[[ Supplied records, beginning ]]

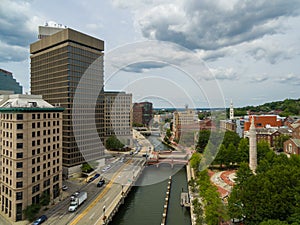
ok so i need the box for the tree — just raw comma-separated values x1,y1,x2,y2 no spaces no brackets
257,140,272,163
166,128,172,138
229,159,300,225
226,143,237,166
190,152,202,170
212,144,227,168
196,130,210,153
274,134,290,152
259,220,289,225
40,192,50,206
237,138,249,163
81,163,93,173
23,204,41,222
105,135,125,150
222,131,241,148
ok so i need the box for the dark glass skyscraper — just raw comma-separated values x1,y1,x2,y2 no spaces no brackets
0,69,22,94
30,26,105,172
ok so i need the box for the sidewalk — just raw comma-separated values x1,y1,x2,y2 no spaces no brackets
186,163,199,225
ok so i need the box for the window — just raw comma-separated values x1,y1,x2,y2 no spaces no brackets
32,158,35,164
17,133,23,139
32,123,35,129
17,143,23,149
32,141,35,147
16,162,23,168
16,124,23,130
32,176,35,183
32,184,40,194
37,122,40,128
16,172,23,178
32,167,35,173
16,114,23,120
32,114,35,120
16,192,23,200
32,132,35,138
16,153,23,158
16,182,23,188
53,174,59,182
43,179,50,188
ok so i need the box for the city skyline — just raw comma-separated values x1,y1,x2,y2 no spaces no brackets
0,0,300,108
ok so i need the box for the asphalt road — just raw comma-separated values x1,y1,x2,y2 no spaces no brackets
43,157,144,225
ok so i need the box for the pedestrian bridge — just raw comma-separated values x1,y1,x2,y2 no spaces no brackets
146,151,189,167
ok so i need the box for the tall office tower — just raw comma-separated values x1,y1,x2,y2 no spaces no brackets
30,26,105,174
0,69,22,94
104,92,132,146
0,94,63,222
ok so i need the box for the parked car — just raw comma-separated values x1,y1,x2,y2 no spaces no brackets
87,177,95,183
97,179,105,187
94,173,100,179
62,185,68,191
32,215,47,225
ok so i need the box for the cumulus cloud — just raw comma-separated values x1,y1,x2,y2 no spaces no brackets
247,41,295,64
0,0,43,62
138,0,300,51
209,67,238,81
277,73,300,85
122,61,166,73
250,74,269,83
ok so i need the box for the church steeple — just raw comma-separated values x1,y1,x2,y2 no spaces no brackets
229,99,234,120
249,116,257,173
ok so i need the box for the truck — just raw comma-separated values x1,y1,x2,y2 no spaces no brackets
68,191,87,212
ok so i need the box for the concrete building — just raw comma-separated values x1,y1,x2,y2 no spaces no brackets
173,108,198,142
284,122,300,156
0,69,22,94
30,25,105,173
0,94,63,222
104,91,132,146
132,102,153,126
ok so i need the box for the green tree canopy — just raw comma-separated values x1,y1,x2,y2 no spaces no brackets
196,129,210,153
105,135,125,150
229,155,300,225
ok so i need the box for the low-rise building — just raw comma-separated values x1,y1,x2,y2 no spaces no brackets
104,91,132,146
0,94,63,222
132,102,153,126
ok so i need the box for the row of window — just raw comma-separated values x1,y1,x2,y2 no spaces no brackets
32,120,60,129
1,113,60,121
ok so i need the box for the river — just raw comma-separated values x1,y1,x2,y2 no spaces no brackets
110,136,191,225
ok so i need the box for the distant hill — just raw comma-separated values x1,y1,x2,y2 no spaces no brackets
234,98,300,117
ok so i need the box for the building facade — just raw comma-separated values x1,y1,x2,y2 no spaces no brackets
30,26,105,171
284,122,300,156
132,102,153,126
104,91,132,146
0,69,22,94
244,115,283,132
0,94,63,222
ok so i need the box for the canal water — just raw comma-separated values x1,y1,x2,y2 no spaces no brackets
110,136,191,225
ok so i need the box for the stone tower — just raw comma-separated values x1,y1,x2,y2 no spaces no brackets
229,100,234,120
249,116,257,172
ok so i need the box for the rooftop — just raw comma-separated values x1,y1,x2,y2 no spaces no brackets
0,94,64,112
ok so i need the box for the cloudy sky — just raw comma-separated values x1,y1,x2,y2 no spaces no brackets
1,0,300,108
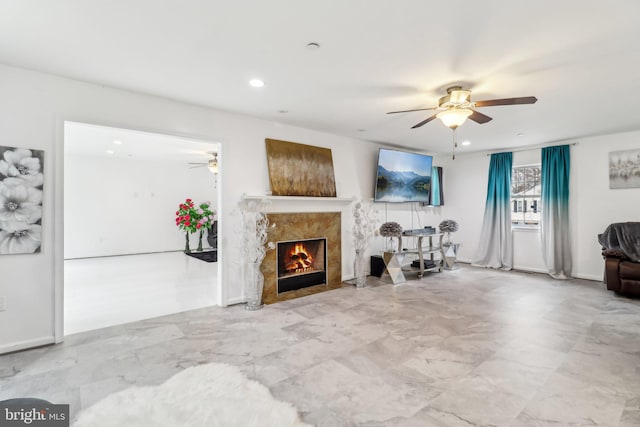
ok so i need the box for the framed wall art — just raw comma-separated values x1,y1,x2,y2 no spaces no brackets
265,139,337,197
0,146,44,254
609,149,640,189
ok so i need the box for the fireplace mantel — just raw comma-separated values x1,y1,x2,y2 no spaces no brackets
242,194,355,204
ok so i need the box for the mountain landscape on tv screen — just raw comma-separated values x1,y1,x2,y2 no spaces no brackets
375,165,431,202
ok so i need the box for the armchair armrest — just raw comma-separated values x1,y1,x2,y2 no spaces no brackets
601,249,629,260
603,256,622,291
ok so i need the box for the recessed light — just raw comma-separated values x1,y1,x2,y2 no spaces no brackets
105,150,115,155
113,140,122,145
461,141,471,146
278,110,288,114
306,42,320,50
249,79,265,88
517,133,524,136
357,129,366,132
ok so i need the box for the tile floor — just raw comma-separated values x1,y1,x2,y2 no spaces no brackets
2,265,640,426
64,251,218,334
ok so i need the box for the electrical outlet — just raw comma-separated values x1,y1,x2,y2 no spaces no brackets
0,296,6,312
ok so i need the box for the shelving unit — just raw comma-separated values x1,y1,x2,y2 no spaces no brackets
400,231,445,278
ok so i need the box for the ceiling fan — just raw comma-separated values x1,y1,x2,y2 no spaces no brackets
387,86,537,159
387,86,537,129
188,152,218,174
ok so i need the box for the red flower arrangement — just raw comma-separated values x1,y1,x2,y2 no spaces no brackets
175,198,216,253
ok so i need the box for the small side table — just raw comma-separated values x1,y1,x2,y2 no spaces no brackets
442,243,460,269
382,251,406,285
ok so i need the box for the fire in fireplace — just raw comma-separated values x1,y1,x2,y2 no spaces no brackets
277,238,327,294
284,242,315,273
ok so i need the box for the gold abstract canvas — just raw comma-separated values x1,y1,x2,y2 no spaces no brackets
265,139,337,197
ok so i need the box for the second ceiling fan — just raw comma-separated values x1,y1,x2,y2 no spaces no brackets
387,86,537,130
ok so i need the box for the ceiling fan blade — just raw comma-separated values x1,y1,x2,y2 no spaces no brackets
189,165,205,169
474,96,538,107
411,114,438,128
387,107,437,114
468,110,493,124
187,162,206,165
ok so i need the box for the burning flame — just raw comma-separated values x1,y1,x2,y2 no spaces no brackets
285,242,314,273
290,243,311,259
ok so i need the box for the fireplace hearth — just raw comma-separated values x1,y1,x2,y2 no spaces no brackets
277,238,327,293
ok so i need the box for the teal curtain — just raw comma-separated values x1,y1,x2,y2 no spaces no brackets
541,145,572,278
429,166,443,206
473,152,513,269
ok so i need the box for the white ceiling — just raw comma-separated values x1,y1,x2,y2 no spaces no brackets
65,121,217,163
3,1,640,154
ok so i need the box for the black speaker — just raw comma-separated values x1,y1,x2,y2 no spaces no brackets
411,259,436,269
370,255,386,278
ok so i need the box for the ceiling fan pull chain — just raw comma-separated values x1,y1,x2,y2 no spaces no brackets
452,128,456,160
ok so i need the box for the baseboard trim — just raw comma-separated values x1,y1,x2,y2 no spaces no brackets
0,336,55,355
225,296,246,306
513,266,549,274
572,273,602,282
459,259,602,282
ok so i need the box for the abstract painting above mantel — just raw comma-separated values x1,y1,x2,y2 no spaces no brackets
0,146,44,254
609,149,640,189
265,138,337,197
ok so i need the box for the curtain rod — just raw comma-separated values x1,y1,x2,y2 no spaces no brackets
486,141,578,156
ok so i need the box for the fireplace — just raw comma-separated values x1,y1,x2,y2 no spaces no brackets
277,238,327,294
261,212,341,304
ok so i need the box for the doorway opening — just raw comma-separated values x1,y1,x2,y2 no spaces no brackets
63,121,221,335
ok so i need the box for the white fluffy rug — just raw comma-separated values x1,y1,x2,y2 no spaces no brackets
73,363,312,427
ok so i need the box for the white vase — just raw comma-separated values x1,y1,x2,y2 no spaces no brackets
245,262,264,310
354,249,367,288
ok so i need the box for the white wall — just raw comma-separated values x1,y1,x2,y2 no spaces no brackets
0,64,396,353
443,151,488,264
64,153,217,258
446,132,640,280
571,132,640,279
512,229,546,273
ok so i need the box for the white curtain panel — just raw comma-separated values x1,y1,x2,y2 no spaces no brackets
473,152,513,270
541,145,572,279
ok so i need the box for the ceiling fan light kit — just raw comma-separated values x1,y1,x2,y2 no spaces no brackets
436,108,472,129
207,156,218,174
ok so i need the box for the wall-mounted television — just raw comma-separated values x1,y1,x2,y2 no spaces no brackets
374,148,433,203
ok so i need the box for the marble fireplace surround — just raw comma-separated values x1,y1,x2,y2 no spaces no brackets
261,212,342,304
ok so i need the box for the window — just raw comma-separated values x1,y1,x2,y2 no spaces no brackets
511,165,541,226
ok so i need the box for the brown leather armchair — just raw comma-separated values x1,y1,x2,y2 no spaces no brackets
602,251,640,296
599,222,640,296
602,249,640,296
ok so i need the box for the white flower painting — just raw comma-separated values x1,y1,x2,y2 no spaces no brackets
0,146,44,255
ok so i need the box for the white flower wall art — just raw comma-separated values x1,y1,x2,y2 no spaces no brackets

[[ Supplied records, end ]]

• Brief: The answer should consist solely of the lines from the one that contains "ok so i need the box for the curtain" through the end of the material above, copied exactly.

• Exercise solution:
ok so i need the box for the curtain rod — just raw comma-separated values x1,y1,x2,y2 no spaces no brackets
486,141,578,156
ok so i need the box for the fireplace — just raw comma-separated values x1,y1,x2,y2 no spaces no brackets
277,238,327,294
261,212,341,304
ok so i need the box for the doorway opening — just raw comma-separated values x1,y1,x2,y2 no spaces no brackets
63,121,221,335
ok so i need the box for the white fluffy rug — just raw comma-separated values x1,y1,x2,y2 no spaces no brackets
73,363,312,427
ok so i need the box for the white vase — just raw comma-separated values x1,y1,x2,y2 no spaces no brackets
245,262,264,310
354,249,367,288
ok so i need the box for the white wall — just raw comma-separated values x1,y1,x2,y2 no spaces no brackets
0,64,396,353
443,151,488,264
64,153,217,258
446,132,640,280
571,132,640,279
512,229,546,273
ok so i need the box for the white curtain panel — just raw comma-separated values x1,y1,x2,y2 no spaces no brackets
473,152,513,270
541,145,572,279
ok so i need the box for the ceiling fan light kit — just raw comma-separated values x1,y1,x2,y2 no spaces no brackets
436,108,472,129
207,156,218,174
ok so i need the box for the wall-mounted television — just raw comma-separated values x1,y1,x2,y2 no spaces no brackets
374,148,433,203
ok so i need the box for the marble fireplace surround — just raw comma-separated values x1,y1,x2,y2 no spaces no brackets
261,212,342,304
ok so i need the box for the window — just raw comma-separated values x1,y1,x2,y2 no spaces no brackets
511,165,541,226
ok so i need the box for the brown leather armchair — just raw comma-separated values x1,y1,x2,y2 no spaces no brackets
602,251,640,296
599,222,640,296
602,249,640,296
ok so i need the box for the white flower painting — just raw comma-separated values x1,y1,x2,y2 no spaces no brackets
0,146,44,255
ok so i need the box for the white flower wall art — just raw comma-separated values x1,y1,x2,y2 no spaces no brackets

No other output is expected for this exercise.